◆ **What this task involves**
Below are records; reproduce exactly the lines from the one containing "Expected: one point per instance of the yellow" through the end, both included, and only those.

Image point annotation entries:
<<<<
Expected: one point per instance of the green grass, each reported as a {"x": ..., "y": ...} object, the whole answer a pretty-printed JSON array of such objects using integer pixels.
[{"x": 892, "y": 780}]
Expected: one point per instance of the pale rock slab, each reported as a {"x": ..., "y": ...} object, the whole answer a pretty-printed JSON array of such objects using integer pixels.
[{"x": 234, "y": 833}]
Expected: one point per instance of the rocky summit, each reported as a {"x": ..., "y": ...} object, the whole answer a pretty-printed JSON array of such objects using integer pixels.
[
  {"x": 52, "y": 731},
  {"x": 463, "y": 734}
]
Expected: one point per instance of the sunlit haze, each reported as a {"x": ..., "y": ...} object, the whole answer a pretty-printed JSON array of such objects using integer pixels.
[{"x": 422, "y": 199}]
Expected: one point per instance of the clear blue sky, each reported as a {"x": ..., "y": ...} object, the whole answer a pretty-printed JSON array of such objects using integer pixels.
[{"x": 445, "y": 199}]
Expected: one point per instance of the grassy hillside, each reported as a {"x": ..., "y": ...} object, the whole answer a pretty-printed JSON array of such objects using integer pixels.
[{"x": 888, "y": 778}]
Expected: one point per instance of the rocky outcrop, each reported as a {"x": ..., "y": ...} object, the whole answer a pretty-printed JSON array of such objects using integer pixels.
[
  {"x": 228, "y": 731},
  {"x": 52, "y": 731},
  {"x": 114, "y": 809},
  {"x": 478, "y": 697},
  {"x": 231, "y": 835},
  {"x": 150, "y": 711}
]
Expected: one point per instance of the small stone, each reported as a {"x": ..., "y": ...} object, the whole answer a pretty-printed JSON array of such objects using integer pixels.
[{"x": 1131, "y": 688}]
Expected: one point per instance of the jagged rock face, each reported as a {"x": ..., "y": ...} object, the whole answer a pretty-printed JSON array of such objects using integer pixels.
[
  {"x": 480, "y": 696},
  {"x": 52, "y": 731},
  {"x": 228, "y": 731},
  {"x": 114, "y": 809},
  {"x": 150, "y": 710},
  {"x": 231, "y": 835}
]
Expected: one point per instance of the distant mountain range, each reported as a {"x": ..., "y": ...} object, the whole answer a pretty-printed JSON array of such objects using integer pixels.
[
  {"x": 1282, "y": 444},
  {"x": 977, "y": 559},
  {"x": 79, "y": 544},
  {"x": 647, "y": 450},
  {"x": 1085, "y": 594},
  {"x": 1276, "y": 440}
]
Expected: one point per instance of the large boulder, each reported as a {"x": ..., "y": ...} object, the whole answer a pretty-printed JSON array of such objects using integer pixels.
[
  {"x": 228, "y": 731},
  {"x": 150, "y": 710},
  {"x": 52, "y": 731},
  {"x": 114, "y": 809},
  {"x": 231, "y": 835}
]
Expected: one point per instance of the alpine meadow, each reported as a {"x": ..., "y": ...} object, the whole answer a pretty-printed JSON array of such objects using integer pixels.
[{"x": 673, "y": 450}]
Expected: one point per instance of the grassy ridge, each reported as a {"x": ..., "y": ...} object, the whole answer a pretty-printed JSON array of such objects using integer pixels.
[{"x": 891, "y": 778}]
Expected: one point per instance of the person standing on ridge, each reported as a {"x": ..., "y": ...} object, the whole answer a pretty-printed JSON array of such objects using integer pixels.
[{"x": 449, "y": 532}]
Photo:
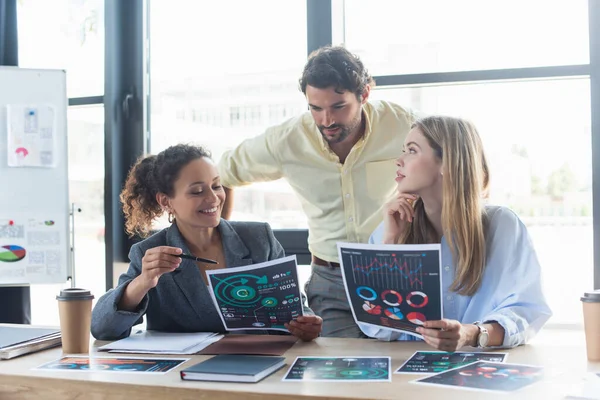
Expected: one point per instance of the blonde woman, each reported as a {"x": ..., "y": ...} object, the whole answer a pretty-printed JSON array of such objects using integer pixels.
[{"x": 491, "y": 285}]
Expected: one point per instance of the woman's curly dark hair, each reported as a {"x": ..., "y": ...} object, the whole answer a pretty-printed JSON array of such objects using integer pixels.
[
  {"x": 151, "y": 175},
  {"x": 334, "y": 66}
]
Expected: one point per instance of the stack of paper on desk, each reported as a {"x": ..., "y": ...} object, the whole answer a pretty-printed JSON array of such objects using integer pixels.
[
  {"x": 16, "y": 340},
  {"x": 153, "y": 342}
]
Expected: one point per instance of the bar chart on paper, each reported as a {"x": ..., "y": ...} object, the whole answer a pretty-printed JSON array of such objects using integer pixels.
[{"x": 396, "y": 287}]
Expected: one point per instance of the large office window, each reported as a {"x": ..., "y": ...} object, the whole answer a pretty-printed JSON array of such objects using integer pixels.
[
  {"x": 219, "y": 77},
  {"x": 538, "y": 145},
  {"x": 537, "y": 133},
  {"x": 414, "y": 37},
  {"x": 69, "y": 35}
]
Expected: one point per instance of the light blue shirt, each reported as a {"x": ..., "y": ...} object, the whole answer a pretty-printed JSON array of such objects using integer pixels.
[{"x": 510, "y": 292}]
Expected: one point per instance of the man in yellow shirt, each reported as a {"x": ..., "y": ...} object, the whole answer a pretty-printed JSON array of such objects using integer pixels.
[{"x": 339, "y": 158}]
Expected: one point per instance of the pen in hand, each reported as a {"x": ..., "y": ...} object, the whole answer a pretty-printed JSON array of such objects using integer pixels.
[{"x": 194, "y": 258}]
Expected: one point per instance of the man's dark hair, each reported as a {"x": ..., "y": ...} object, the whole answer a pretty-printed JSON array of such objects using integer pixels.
[{"x": 334, "y": 66}]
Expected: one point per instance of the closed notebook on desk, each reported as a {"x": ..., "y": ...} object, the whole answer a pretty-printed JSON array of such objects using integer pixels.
[
  {"x": 233, "y": 368},
  {"x": 16, "y": 340}
]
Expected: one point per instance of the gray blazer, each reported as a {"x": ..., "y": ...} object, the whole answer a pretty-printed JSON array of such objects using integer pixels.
[{"x": 181, "y": 301}]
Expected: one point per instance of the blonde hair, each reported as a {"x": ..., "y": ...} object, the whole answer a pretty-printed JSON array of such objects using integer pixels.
[{"x": 466, "y": 180}]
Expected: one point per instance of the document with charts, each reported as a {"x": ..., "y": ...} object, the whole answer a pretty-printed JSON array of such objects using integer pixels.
[
  {"x": 396, "y": 287},
  {"x": 259, "y": 296}
]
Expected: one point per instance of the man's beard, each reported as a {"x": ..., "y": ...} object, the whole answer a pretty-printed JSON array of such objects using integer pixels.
[{"x": 345, "y": 130}]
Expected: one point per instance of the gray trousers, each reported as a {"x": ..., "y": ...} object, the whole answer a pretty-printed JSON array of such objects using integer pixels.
[{"x": 327, "y": 298}]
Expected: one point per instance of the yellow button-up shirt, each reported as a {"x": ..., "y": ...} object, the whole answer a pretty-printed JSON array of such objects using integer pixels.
[{"x": 342, "y": 202}]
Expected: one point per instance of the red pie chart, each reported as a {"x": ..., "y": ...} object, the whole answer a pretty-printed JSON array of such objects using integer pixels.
[
  {"x": 416, "y": 318},
  {"x": 12, "y": 253}
]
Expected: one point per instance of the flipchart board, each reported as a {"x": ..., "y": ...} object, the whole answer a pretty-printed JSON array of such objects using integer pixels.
[{"x": 34, "y": 192}]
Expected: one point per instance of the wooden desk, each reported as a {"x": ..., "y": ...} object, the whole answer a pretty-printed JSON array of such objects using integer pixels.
[{"x": 561, "y": 352}]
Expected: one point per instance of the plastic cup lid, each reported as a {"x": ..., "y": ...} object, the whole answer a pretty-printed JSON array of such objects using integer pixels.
[
  {"x": 75, "y": 294},
  {"x": 591, "y": 297}
]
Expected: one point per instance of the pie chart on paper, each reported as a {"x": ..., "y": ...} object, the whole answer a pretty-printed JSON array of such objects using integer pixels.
[{"x": 12, "y": 253}]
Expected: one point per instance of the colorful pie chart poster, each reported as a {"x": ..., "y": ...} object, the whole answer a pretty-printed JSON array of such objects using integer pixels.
[
  {"x": 348, "y": 369},
  {"x": 118, "y": 364},
  {"x": 433, "y": 362},
  {"x": 259, "y": 296},
  {"x": 33, "y": 249},
  {"x": 487, "y": 376},
  {"x": 393, "y": 286}
]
>>>>
◆ **Full output**
Expected: one point per instance of the yellow button-up shirt, each reported as a {"x": ..., "y": ...} object, the whole answer a pretty-printed JSON array of such objects using integer pixels.
[{"x": 342, "y": 202}]
Expected: one point per instance of the red pie chart, each reported as a {"x": ..., "y": ...} object, the whole answer a pretty-printed JSON array of such objects using integer pixels.
[
  {"x": 416, "y": 318},
  {"x": 12, "y": 253}
]
Expected: one point per instance of the flipchart board, each reported as a {"x": ..., "y": ...} object, the whole answer a pretty-printed JSON array of such objects using integer pixels.
[{"x": 34, "y": 192}]
Expected: one point per instance of the wooden desk, each reported as a {"x": ..., "y": ...} object, the whole answer a pretty-printed JSON array of such objects using integer pixels.
[{"x": 561, "y": 352}]
Expected: one point per instance of the plastic cup lid, each reported as a {"x": ..., "y": ...} object, the whole answer a pretty-printed JSON array of such objects using integer pixels.
[
  {"x": 75, "y": 294},
  {"x": 591, "y": 297}
]
Expected: one point per instance of the pie chart on paper, each reported as a {"x": ..., "y": ...} object, the whole answer a pretty-printed JSON array of such objects using integer pixels.
[{"x": 12, "y": 253}]
Expected: one point per instance of the colorful pie chart poster, each reported as a {"x": ..., "y": ...} object, the whole answer a pretty-printed JSON array of such objects using integer pixels.
[
  {"x": 348, "y": 369},
  {"x": 118, "y": 364},
  {"x": 433, "y": 362},
  {"x": 259, "y": 296},
  {"x": 33, "y": 249},
  {"x": 487, "y": 376},
  {"x": 393, "y": 286}
]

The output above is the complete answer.